§ Task details
This exercise calls for printing every record exactly once more.

§ Dataset excerpts
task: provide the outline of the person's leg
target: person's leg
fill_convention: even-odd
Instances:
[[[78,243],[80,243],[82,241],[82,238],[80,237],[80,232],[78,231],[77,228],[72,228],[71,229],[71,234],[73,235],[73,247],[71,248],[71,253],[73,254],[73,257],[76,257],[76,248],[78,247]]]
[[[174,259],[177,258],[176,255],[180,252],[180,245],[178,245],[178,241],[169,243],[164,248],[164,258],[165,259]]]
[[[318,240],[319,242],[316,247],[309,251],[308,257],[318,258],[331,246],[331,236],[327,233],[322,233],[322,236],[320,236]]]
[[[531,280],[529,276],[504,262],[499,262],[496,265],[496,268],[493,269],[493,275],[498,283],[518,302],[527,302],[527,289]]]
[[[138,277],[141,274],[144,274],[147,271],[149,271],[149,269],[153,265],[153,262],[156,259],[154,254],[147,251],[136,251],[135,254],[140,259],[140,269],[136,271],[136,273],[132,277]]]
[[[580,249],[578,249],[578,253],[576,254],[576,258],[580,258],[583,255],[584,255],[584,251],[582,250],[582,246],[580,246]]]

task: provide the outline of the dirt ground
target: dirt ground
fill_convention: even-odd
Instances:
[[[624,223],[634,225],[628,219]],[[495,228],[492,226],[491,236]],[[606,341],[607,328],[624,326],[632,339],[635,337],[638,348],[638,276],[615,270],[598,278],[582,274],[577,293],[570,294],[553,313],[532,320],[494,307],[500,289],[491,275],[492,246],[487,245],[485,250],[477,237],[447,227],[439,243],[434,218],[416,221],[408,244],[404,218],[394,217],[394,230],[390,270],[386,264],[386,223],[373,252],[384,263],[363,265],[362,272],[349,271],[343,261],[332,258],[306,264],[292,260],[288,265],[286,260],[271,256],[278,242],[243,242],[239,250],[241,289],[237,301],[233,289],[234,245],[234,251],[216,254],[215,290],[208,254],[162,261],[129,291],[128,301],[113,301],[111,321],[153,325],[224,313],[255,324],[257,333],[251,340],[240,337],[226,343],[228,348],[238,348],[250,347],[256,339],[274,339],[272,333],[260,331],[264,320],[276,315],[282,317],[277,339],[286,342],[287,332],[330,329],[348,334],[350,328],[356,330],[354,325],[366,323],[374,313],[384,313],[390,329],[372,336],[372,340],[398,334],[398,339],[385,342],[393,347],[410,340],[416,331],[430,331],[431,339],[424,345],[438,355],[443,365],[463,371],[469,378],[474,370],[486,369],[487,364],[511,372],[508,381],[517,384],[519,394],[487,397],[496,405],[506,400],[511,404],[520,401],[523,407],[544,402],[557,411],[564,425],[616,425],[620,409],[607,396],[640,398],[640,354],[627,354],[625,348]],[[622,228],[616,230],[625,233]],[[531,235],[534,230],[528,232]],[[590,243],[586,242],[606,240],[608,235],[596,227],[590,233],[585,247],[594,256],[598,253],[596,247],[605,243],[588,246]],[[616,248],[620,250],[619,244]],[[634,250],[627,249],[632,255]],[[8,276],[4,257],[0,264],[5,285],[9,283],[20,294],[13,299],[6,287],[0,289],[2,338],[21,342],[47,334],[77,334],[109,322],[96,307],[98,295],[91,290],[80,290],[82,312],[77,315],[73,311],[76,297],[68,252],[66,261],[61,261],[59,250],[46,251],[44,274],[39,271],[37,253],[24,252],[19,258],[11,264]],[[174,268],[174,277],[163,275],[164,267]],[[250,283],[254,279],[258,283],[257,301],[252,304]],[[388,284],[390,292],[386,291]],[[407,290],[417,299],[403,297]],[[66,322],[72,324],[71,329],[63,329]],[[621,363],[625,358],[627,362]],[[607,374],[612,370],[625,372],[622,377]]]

§ Your response
task: provide the outline of the person's leg
target: person's leg
fill_convention: even-odd
Instances:
[[[78,243],[80,243],[82,241],[82,238],[80,237],[80,232],[78,231],[77,228],[72,228],[71,229],[71,234],[73,235],[73,247],[71,248],[71,253],[73,254],[73,257],[76,257],[76,248],[78,247]]]
[[[174,259],[177,258],[176,255],[180,252],[180,245],[178,245],[178,241],[169,243],[164,248],[164,258],[165,259]]]
[[[318,240],[319,242],[316,247],[309,251],[308,257],[318,258],[331,246],[331,236],[327,233],[322,233],[322,236],[320,236]]]
[[[531,280],[529,276],[504,262],[499,262],[496,265],[496,268],[493,269],[493,275],[498,283],[518,302],[527,302],[527,289]]]
[[[138,277],[141,274],[144,274],[147,271],[149,271],[149,269],[153,265],[153,262],[156,259],[154,254],[147,251],[136,251],[135,254],[140,259],[140,269],[136,271],[136,273],[132,277]]]
[[[580,249],[578,249],[578,253],[576,254],[576,258],[580,258],[583,255],[584,255],[584,251],[582,250],[582,246],[580,246]]]

task: provide the outline of the dirt ground
target: dirt ground
fill_convention: even-odd
Instances:
[[[624,223],[634,225],[628,219]],[[495,228],[492,226],[491,236]],[[606,341],[607,328],[624,326],[632,339],[635,337],[638,348],[638,276],[615,270],[598,278],[582,274],[577,293],[570,294],[553,313],[532,320],[494,307],[500,289],[491,275],[492,246],[487,245],[485,250],[477,237],[447,227],[439,243],[434,218],[416,221],[408,244],[404,218],[394,217],[394,230],[390,270],[386,264],[386,223],[373,252],[384,263],[363,265],[362,272],[349,271],[343,261],[332,258],[306,264],[292,260],[288,265],[286,260],[271,256],[278,242],[243,242],[239,250],[241,289],[237,301],[233,289],[234,245],[234,251],[216,254],[215,290],[208,254],[162,261],[129,291],[128,301],[113,301],[111,321],[153,325],[224,313],[255,324],[257,333],[251,340],[240,337],[226,343],[228,348],[238,348],[250,347],[256,339],[274,339],[272,333],[260,331],[264,320],[276,315],[282,317],[277,339],[286,342],[287,332],[330,329],[348,334],[350,328],[356,330],[354,325],[366,323],[374,313],[384,313],[390,329],[372,336],[372,340],[398,334],[398,339],[385,342],[393,347],[410,340],[416,331],[430,331],[431,339],[424,345],[438,355],[443,365],[463,371],[469,378],[474,370],[486,369],[487,364],[511,372],[508,381],[517,384],[519,394],[487,397],[496,405],[506,400],[511,404],[520,401],[523,407],[544,402],[557,411],[564,425],[616,425],[620,409],[607,396],[640,398],[640,354],[627,354],[625,348]],[[622,228],[616,230],[625,233]],[[531,235],[534,230],[528,232]],[[590,243],[586,242],[606,240],[608,235],[596,227],[590,233],[585,247],[594,256],[598,253],[596,247],[605,243],[588,246]],[[616,248],[620,250],[619,244]],[[634,250],[627,249],[632,255]],[[8,276],[4,257],[0,264],[5,285],[9,283],[20,294],[13,299],[6,287],[0,289],[2,338],[21,342],[47,334],[77,334],[109,322],[96,307],[98,295],[91,290],[80,290],[82,312],[77,315],[73,311],[76,297],[68,252],[66,261],[61,261],[59,250],[46,251],[44,274],[39,271],[37,253],[24,252],[19,258],[11,264]],[[174,268],[174,277],[163,275],[164,267]],[[250,283],[254,279],[258,283],[257,301],[252,304]],[[388,284],[390,292],[386,291]],[[407,290],[417,299],[403,297]],[[66,322],[72,324],[71,329],[63,329]],[[621,363],[625,358],[627,362]],[[607,374],[612,370],[625,372],[622,377]]]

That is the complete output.